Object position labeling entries
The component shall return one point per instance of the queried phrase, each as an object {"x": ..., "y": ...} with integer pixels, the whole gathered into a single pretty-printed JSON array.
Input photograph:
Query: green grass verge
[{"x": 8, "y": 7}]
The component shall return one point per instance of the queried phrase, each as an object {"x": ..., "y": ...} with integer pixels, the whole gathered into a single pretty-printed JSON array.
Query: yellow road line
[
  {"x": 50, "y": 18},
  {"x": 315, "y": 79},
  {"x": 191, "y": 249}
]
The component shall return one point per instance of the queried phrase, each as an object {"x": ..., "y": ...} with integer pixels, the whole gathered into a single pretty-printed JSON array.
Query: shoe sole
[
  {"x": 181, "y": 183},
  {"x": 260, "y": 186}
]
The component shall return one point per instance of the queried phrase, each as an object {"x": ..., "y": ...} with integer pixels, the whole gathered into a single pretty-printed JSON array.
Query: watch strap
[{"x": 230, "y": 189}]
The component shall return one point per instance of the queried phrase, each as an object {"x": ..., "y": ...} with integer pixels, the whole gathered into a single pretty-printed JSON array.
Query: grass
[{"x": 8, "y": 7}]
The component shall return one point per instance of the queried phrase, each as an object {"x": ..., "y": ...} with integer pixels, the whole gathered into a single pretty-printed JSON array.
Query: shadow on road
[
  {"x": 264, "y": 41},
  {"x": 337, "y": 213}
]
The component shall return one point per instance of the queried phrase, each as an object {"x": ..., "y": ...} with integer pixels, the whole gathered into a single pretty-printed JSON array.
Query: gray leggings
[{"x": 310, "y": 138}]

* _Goal_: Transcribe all lines as written.

* _Solved exercise_:
The component shall return one point per instance of the queried phrase, each as an object {"x": ..., "y": ...} with integer pixels, the whole gathered into a single pretty-printed JSON array.
Input photograph:
Query: green grass verge
[{"x": 8, "y": 7}]
The component shall return one point per instance of the queried phrase, each as an object {"x": ..., "y": ...} with integer pixels, the whole gathered into a single pretty-printed JSON array.
Query: yellow road line
[
  {"x": 50, "y": 18},
  {"x": 315, "y": 79},
  {"x": 191, "y": 249}
]
The component shall return one point per instance of the queried phrase, each as an object {"x": ..., "y": ...} with integer pixels, the whole gathered into a single pretty-printed JSON array.
Query: shoe sole
[
  {"x": 181, "y": 183},
  {"x": 260, "y": 186}
]
The component shall return one point per instance of the queried phrase, each as an object {"x": ..., "y": ...} with integer pixels, the whole gathered into a single pretty-printed JSON array.
Query: watch strap
[{"x": 230, "y": 189}]
The component shall return one point per instance of the queried phrase, each as an object {"x": ..., "y": ...} with integer pixels, the whole gathered into a single pretty-printed JSON array.
Query: grass
[{"x": 8, "y": 7}]
The component shall return one point per instance of the queried phrase, each as an object {"x": ..., "y": ...} with integer pixels, the whole gathered into a single pretty-printed JSON array.
Query: shadow on road
[
  {"x": 264, "y": 41},
  {"x": 337, "y": 213}
]
The component shall return one point per instance of the queried phrase, each as an object {"x": ..., "y": ...} with integer pixels, the whole gathered into a single pretty-printed JSON array.
Query: gray leggings
[{"x": 310, "y": 138}]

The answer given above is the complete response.